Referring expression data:
══════════

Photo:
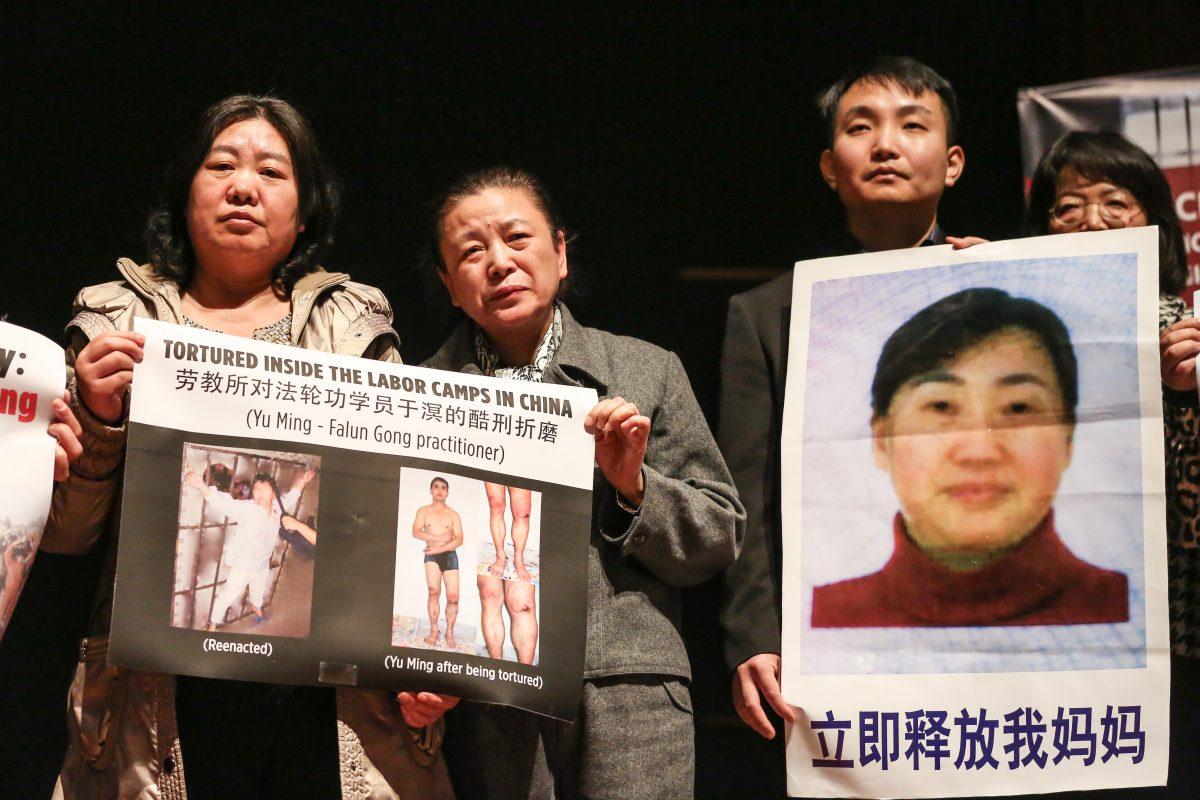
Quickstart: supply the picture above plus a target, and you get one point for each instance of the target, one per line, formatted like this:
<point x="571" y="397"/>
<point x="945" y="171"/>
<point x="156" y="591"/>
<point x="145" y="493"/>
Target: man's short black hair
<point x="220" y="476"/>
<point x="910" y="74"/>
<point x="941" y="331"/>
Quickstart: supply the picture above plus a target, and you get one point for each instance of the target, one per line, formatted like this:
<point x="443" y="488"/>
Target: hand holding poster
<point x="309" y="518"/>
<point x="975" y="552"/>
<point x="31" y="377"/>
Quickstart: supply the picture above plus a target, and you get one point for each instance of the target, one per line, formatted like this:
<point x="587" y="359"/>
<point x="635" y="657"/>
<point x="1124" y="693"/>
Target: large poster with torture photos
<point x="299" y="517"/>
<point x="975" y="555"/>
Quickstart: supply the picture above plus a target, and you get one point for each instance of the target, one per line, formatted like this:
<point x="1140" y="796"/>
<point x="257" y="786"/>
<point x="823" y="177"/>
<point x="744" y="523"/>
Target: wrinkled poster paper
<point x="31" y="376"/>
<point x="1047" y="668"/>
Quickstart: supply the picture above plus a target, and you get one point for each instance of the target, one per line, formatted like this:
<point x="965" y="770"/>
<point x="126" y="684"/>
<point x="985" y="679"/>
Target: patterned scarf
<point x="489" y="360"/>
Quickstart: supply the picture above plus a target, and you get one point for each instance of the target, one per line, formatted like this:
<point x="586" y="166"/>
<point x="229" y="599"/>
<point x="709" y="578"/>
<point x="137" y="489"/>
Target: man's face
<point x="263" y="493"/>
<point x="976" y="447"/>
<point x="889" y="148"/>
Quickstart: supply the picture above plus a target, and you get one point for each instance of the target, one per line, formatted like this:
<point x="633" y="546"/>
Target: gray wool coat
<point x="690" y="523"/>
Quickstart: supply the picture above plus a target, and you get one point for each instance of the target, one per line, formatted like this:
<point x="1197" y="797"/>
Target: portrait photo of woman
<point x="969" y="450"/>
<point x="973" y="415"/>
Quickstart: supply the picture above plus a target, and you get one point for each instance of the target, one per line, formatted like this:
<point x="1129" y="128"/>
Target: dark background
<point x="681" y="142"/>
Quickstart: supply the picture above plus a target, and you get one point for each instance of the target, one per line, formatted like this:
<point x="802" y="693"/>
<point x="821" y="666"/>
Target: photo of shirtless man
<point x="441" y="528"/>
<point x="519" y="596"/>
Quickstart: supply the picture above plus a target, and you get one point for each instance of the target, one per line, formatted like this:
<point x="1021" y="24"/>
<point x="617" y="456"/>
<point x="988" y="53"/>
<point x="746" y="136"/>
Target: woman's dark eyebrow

══════════

### [What the task asks]
What is needed is an exact reprint of every entry, pictures excluded.

### [Response area]
Photo:
Quickstart: supply the picture above plus a target, and you get one point for each instance of the target, one per line, formatted like this:
<point x="571" y="397"/>
<point x="945" y="171"/>
<point x="156" y="591"/>
<point x="145" y="493"/>
Target: man's short black hair
<point x="220" y="476"/>
<point x="910" y="74"/>
<point x="941" y="331"/>
Quickstart: supply the picture above plus a target, and you get one point for each instance of the target, one per line, formatted like this:
<point x="443" y="488"/>
Target: hand holding poster
<point x="309" y="518"/>
<point x="975" y="552"/>
<point x="31" y="377"/>
Quickstart: supply the picture above plus a target, and you get one point for each instance of the target, one per line, formatted like this:
<point x="587" y="359"/>
<point x="635" y="657"/>
<point x="1124" y="693"/>
Target: large poster with torture photos
<point x="299" y="517"/>
<point x="975" y="555"/>
Quickstart: supply the picture above plus a target, and you get one point for each instance of the target, one per line, formatted like this:
<point x="1140" y="796"/>
<point x="257" y="786"/>
<point x="823" y="177"/>
<point x="744" y="523"/>
Target: wrinkled poster paper
<point x="31" y="376"/>
<point x="1047" y="668"/>
Quickstart: supply the picture above plus a target, and you get one point for each instance of the target, one per line, formatted like this:
<point x="965" y="770"/>
<point x="126" y="684"/>
<point x="985" y="679"/>
Target: patterned scarf
<point x="489" y="360"/>
Quickstart: supply the picture above plus a target, and you get one point for each instance of the target, one per line, formatted like this:
<point x="586" y="166"/>
<point x="229" y="599"/>
<point x="709" y="578"/>
<point x="137" y="489"/>
Target: man's face
<point x="263" y="493"/>
<point x="976" y="447"/>
<point x="889" y="148"/>
Quickstart: supply the picture above plus a target, and you get one point for each instance of the target, one per line, formatted like this:
<point x="633" y="546"/>
Target: gray wool coat
<point x="690" y="523"/>
Quickstart: supply the picture above plus a target, and you get one point for each instance of the target, one per line, formatted like this:
<point x="1197" y="797"/>
Target: portrait photo of woman
<point x="969" y="450"/>
<point x="973" y="415"/>
Quickstart: supply the picture above plus a target, and you get one point for each instance of the target, one per line, formatted like this:
<point x="1129" y="128"/>
Target: dark background
<point x="681" y="142"/>
Quickstart: supply the picture above plus a target, and you get one point for each instance of the target, one per line, formatted like this:
<point x="802" y="693"/>
<point x="821" y="666"/>
Target: photo of shirtless man
<point x="441" y="528"/>
<point x="519" y="596"/>
Quickstart: supply the picture above plus a target, and you get one point for each instance of the target, one per line, formatted like this:
<point x="1021" y="24"/>
<point x="617" y="456"/>
<point x="988" y="53"/>
<point x="746" y="136"/>
Target: woman's dark eyebrow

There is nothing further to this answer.